■ Data under study:
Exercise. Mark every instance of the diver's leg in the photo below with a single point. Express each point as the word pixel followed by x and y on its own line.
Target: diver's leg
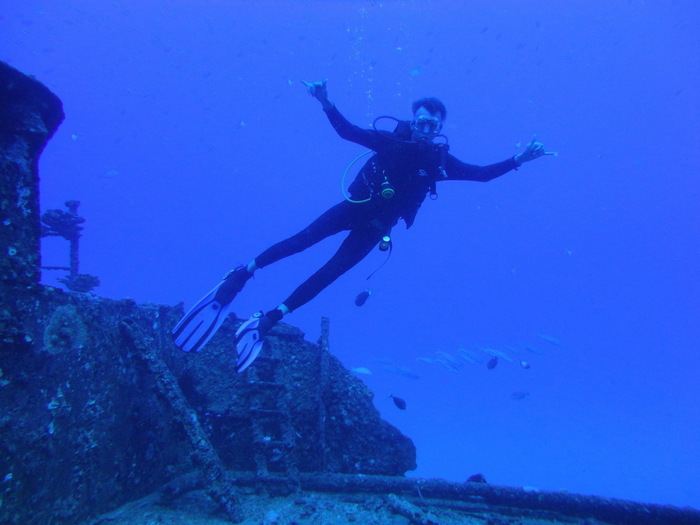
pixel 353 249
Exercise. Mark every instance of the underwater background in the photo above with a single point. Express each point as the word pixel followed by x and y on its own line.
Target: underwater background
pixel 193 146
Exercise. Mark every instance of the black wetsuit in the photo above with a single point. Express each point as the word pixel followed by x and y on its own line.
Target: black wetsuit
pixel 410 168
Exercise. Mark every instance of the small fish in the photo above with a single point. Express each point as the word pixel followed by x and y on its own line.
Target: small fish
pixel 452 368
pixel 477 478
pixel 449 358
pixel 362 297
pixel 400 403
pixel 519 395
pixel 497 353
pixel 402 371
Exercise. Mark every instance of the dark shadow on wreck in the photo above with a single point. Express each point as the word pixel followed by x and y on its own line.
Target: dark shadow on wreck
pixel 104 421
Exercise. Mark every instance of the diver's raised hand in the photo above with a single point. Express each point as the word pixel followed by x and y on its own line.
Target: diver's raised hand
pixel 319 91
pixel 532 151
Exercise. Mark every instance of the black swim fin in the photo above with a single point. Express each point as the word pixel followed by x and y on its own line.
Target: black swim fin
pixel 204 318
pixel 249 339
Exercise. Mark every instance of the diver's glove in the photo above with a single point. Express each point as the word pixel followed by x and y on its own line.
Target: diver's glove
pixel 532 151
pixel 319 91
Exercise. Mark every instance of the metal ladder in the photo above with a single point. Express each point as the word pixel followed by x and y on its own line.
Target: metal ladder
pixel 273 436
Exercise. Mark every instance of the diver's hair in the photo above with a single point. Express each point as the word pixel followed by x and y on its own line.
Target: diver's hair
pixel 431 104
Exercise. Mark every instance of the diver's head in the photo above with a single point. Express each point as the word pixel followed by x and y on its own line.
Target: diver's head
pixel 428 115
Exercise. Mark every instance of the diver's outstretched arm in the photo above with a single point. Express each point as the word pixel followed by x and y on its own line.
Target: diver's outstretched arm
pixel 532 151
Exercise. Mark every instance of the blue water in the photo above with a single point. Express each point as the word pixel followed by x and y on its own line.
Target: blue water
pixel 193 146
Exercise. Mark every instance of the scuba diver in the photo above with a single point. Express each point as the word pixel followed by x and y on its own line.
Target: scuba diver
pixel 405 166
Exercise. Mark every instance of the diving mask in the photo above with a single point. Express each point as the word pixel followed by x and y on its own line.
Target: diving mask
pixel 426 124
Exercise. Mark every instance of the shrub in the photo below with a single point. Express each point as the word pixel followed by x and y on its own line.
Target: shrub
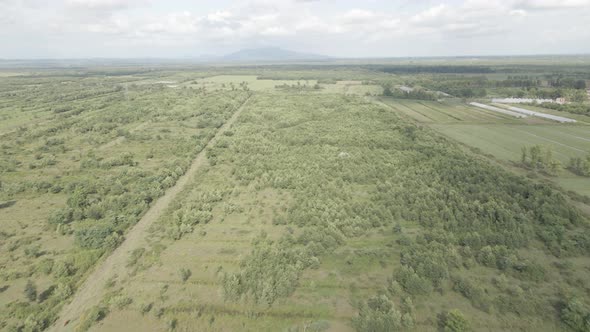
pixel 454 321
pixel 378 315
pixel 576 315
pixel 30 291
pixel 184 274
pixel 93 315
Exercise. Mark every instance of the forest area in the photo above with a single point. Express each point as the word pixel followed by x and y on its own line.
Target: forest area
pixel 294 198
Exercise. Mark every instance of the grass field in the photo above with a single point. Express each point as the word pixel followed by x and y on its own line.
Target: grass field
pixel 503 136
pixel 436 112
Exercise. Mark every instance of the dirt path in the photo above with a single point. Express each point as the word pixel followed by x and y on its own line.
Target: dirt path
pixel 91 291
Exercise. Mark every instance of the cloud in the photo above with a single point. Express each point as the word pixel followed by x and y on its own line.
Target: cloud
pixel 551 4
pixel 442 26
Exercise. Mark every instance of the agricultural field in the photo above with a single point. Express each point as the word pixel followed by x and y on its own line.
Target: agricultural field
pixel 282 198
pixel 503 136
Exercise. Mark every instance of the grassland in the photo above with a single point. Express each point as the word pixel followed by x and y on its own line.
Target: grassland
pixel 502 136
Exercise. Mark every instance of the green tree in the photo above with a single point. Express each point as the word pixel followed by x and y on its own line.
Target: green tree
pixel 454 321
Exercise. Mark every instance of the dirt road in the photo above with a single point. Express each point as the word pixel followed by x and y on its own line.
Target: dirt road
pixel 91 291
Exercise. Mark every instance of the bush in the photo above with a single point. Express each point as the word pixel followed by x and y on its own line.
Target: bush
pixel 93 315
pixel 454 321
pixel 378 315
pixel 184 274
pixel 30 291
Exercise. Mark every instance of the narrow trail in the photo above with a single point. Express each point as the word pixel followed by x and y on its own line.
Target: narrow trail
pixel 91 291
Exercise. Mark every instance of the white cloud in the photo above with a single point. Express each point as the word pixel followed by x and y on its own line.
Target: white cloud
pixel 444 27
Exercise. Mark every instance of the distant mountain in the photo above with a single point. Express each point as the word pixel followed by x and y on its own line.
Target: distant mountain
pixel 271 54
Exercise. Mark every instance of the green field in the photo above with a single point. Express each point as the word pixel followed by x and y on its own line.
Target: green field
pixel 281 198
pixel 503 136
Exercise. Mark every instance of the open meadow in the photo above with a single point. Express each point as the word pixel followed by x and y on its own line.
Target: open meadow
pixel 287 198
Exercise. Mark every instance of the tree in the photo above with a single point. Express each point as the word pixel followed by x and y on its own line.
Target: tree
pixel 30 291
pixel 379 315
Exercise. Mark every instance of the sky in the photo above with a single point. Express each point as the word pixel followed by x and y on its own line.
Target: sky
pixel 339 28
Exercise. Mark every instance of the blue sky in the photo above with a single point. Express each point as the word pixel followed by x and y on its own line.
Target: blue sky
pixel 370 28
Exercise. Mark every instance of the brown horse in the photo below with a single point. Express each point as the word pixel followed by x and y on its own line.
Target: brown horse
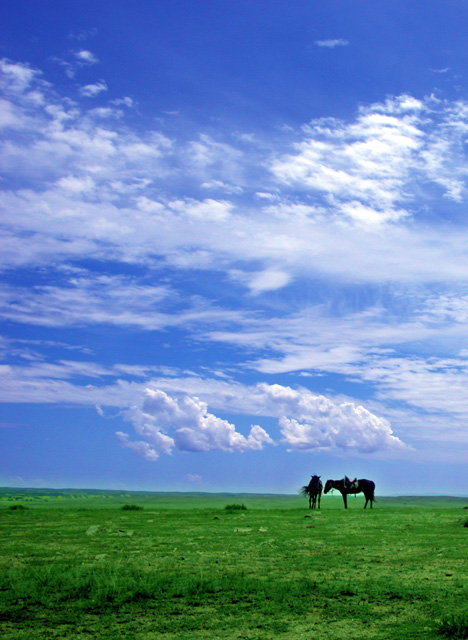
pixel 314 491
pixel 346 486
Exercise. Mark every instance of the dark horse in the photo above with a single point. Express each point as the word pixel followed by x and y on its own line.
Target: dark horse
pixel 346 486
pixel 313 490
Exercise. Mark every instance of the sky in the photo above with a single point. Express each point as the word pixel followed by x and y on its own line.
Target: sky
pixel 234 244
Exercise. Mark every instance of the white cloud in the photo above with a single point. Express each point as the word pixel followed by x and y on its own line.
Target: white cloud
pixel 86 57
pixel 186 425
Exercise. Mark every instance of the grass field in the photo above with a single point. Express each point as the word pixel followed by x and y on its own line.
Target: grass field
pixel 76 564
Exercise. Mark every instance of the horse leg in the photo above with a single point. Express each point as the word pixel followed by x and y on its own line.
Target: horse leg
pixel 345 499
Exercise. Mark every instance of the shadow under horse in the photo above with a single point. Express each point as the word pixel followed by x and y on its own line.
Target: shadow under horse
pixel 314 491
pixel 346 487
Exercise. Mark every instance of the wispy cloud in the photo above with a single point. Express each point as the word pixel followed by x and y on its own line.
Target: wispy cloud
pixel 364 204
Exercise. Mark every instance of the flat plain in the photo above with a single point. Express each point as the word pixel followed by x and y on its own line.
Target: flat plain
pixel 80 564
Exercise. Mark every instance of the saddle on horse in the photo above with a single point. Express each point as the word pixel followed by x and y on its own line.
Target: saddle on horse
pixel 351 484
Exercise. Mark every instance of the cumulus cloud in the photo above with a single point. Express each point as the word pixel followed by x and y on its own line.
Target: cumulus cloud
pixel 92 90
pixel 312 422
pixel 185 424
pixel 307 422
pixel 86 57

* * *

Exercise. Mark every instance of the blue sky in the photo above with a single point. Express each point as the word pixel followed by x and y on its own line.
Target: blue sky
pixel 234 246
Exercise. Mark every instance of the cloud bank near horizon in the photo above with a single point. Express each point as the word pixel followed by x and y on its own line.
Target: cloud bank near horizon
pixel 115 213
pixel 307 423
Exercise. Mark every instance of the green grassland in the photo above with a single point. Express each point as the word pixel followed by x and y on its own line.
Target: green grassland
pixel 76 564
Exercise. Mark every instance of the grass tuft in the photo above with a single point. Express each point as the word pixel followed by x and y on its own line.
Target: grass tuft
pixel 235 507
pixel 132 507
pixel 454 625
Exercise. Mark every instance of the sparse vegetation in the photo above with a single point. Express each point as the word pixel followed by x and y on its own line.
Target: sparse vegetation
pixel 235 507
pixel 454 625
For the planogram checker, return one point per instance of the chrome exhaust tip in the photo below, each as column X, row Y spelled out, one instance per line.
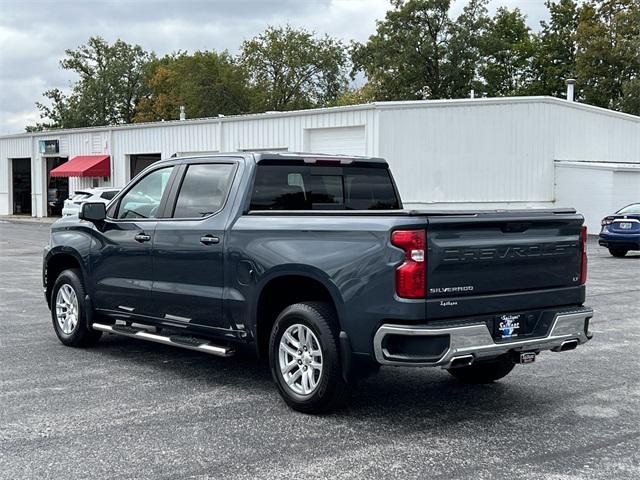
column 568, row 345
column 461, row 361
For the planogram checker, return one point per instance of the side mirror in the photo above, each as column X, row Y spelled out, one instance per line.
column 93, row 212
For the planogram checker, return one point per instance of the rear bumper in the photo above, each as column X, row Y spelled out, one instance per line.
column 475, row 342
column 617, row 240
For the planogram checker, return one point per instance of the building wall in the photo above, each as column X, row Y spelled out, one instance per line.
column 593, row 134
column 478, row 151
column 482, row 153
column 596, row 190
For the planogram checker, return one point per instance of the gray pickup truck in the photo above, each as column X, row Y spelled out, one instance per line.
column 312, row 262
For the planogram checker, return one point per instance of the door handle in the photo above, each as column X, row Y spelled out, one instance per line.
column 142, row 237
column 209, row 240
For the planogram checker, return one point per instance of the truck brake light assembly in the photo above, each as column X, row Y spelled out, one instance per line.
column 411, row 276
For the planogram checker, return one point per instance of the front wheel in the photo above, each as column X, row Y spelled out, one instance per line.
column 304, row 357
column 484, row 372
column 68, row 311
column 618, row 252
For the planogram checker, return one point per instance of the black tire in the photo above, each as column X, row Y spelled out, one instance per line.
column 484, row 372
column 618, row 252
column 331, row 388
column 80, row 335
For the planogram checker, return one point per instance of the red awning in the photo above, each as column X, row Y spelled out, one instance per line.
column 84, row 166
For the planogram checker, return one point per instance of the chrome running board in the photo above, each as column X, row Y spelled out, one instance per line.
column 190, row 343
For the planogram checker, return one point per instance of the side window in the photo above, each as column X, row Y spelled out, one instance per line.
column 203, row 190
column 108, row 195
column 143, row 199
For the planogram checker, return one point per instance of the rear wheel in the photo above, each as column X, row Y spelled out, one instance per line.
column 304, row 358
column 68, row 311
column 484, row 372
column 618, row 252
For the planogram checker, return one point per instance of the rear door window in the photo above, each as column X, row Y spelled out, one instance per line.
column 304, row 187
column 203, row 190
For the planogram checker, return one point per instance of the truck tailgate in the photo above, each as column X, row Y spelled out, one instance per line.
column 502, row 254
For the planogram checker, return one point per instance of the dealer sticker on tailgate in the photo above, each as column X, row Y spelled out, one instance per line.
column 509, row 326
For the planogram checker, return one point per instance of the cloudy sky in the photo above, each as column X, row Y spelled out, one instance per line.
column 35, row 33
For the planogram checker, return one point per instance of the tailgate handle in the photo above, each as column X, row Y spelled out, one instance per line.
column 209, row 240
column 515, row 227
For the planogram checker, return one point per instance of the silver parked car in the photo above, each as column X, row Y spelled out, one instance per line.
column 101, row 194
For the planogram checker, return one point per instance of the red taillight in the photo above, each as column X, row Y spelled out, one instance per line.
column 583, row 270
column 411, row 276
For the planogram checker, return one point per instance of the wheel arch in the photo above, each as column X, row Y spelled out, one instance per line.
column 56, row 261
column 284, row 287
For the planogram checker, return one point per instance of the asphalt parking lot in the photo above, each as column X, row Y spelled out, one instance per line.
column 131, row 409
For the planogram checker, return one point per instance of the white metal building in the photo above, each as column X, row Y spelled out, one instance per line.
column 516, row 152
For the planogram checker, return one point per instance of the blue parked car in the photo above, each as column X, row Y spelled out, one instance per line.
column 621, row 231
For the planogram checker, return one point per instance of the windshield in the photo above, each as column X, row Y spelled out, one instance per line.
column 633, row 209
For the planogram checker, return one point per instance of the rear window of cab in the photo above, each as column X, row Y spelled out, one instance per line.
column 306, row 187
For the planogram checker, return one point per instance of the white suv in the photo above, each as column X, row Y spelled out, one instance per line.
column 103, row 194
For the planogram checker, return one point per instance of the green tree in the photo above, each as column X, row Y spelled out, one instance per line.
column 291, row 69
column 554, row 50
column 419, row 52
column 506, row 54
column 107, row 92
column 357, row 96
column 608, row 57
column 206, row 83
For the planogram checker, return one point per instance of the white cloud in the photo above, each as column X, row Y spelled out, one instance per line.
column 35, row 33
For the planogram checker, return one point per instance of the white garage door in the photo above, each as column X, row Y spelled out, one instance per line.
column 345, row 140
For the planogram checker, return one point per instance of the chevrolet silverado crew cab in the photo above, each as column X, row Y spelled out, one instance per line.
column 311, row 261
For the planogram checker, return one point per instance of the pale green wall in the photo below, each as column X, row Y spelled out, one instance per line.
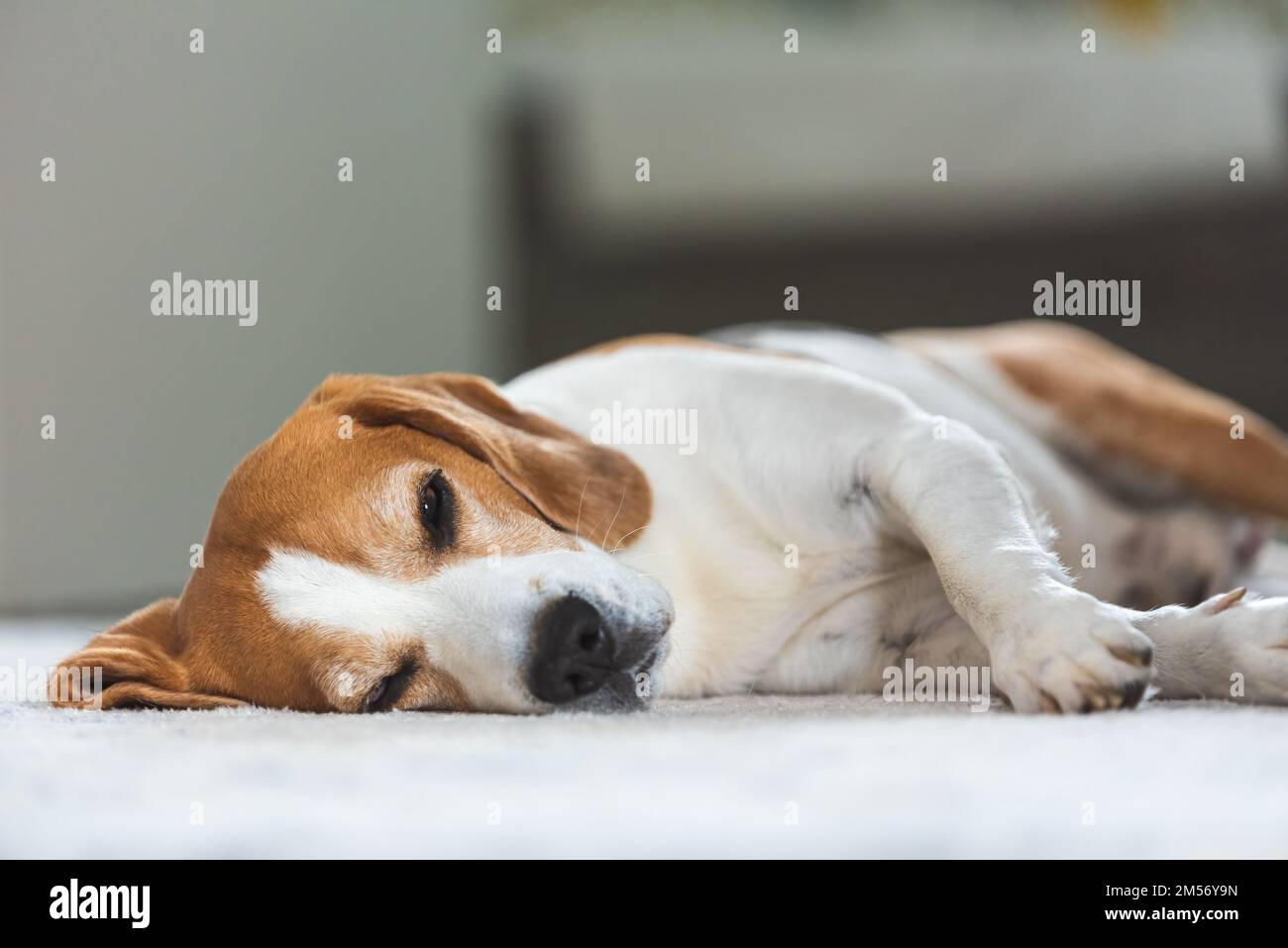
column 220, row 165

* * *

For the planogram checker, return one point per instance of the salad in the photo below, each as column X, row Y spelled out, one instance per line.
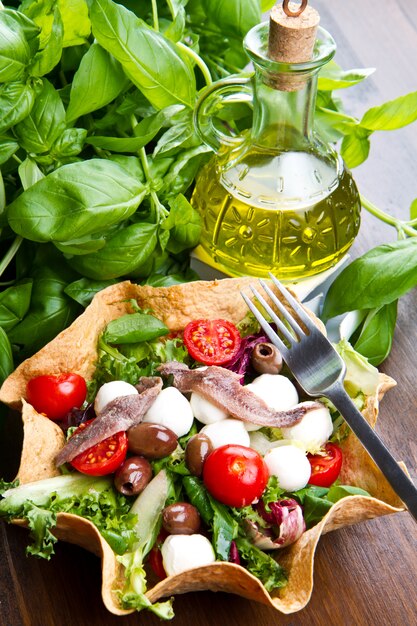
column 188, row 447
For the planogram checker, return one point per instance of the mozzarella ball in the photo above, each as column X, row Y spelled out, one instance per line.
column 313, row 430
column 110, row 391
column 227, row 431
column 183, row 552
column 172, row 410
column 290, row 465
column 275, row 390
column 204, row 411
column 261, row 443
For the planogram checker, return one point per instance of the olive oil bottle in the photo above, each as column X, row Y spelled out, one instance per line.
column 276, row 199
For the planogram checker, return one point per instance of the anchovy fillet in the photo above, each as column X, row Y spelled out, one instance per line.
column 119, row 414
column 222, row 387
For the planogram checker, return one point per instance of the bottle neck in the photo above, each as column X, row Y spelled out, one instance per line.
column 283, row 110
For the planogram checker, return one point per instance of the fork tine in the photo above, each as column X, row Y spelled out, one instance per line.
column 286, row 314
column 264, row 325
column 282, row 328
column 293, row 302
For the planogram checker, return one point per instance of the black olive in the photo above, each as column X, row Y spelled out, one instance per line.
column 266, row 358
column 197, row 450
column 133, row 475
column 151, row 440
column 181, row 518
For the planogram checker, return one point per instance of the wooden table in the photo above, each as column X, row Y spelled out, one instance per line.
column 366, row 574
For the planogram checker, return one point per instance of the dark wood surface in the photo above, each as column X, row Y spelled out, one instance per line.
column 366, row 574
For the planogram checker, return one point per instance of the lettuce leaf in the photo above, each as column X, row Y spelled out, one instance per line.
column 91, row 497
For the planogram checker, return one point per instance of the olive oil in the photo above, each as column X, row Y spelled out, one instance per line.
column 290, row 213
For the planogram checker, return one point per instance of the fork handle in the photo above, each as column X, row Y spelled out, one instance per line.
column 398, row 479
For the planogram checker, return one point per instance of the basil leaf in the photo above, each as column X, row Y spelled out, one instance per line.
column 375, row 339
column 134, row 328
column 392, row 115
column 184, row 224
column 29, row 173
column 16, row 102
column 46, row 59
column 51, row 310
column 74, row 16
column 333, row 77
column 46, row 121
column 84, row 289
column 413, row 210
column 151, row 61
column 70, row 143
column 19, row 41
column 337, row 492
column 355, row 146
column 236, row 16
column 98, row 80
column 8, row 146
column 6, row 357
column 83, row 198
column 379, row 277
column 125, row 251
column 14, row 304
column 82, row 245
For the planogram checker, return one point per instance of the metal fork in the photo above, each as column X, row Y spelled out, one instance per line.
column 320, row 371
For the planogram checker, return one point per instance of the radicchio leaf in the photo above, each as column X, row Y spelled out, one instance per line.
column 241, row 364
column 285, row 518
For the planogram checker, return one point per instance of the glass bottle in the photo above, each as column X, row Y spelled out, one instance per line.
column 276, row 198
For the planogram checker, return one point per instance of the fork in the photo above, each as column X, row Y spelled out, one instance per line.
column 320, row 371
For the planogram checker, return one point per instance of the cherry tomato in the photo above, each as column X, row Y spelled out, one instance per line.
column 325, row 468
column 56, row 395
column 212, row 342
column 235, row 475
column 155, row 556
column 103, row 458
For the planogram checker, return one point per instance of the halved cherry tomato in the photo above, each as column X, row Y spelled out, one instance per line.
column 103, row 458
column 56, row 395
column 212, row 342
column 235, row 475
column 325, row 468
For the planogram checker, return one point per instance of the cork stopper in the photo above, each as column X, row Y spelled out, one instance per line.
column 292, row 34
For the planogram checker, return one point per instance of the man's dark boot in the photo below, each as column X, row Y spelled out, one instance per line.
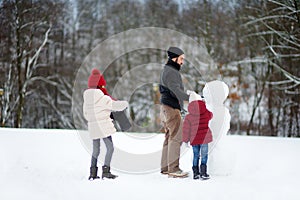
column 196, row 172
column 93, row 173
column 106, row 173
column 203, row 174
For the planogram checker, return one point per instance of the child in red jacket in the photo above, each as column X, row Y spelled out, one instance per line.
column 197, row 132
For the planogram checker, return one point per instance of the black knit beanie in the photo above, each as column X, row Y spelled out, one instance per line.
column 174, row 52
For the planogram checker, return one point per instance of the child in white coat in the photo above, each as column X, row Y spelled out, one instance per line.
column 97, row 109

■ Goal of the exercise:
Using the records above, write out exactly the lines between the one holding "Target: green tree" and the one holding "Exercise. Mark every instance of the open", inclusive; leave everything else out.

■ Answer:
Target: green tree
pixel 454 321
Exercise. Mark every instance of the dirt road in the photo above with a single point. Express each point as the word pixel followed by x and y on its own line.
Target: dirt road
pixel 91 291
Exercise. Mark every instance of the bush in the photo above with a single point. Express each point as the word pixel followed by x and y on its own line.
Target: bush
pixel 93 315
pixel 454 321
pixel 378 315
pixel 184 274
pixel 30 291
Exercise. Mark every instance of the narrow trail in the photo above with a single point. Express each point as the word pixel followed by x and y on its own line.
Target: narrow trail
pixel 91 291
Exercise. Mark every instance of the white cloud in the photo above with a single point. Express each point as the word pixel followed by x and y on its own line.
Target: white cloud
pixel 444 27
Exercise. Mark every instance of the distant mountain in the photo above with a single point. Express each point as the word pixel followed by x and y on its own line.
Target: distant mountain
pixel 271 54
Exercise. Mark every instance of the green field in the photo above with a single point. Express each point as the word pixel followed by x and y on its own line.
Target: green field
pixel 281 198
pixel 503 136
Exercise. Mark every instance of the open meadow in the photo above with a single point. Express each point as the word pixel followed by x and y on its own line.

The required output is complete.